#### Given data

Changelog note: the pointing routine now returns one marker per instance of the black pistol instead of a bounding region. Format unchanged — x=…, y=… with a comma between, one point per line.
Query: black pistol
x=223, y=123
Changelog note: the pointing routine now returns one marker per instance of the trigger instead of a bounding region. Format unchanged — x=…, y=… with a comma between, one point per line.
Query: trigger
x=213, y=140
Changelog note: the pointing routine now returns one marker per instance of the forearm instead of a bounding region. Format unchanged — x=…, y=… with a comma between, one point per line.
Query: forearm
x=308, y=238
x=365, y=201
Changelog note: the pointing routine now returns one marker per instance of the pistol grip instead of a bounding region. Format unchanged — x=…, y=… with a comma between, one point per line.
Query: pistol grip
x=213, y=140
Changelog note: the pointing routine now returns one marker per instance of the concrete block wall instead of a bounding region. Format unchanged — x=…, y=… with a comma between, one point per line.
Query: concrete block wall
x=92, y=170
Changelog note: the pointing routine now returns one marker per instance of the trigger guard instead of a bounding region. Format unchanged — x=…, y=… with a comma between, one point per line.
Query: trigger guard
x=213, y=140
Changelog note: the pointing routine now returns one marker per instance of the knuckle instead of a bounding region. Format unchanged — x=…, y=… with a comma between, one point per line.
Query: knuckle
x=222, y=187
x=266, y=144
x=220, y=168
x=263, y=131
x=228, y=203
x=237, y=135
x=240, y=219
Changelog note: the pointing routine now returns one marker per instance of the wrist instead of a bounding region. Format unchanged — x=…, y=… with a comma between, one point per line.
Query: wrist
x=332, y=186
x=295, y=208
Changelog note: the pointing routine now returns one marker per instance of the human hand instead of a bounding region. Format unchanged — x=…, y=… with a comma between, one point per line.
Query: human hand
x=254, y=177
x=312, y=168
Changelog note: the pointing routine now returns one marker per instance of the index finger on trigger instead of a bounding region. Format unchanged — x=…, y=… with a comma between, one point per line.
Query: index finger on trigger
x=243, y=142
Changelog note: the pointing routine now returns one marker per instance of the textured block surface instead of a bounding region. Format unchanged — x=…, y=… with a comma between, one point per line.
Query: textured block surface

########

Transcribe every line of the data, exactly as it stands.

Response.
Changelog note: the pointing routine now returns one marker per instance of the black pistol instead of a bounding region. Format unchanged — x=…, y=… with a comma between, one point per line.
Query: black pistol
x=223, y=123
Changelog note: the pointing routine now returns one marker per instance of the trigger instead of a bounding region. Format unchanged — x=…, y=… with a comma between, one point per line.
Query: trigger
x=213, y=140
Changelog note: the pointing routine now returns one marker per instance of the forearm instead of a bounding region. Format unchanged — x=…, y=… with a comma between, one point per line.
Query: forearm
x=308, y=238
x=365, y=201
Changelog note: the pointing routine now returns one marker per instance of the pistol grip instead of a bounding region. Format unchanged — x=…, y=… with a comma between, one point per line.
Query: pistol grip
x=213, y=140
Changelog note: the pointing routine now returns one marker per instance of the concrete block wall instead of a bounding region. Format unchanged — x=…, y=… with a comma between, one point per line.
Query: concrete block wall
x=92, y=170
Changelog note: the pointing routine now returns one marker per instance of the trigger guard instead of a bounding region. Format unchanged — x=…, y=… with a comma between, one point per line.
Query: trigger guard
x=213, y=140
Changelog note: the pointing routine now returns one marker per instance of the knuckle instead of a bounding region. Format unchanged — x=…, y=… with a comma between, one point per line.
Query: knuckle
x=222, y=187
x=266, y=144
x=220, y=168
x=263, y=131
x=228, y=203
x=237, y=135
x=240, y=219
Changelog note: the pointing routine now returns one marker per instance of the wrist instead of a bounding region. Format unchanged — x=…, y=… with a comma between, one point per line.
Query: wrist
x=332, y=186
x=295, y=208
Changelog note: the pointing routine now returns one marker per instance of the human hand instead of a bounding region. Format unchanged — x=…, y=… with a comma between, one point per line.
Query: human hand
x=254, y=177
x=312, y=168
Changelog note: the pointing routine now returns one marker per instance of the index finger on trigger instead of a bounding region. Format unchanged — x=…, y=… with a comma between, one point per line.
Query: index finger on trigger
x=243, y=142
Changelog note: the pointing routine now returns one marker per instance of the textured block surface instead of a bounding region. Format unchanged — x=…, y=… with a comma between, one point per line.
Query: textured block surface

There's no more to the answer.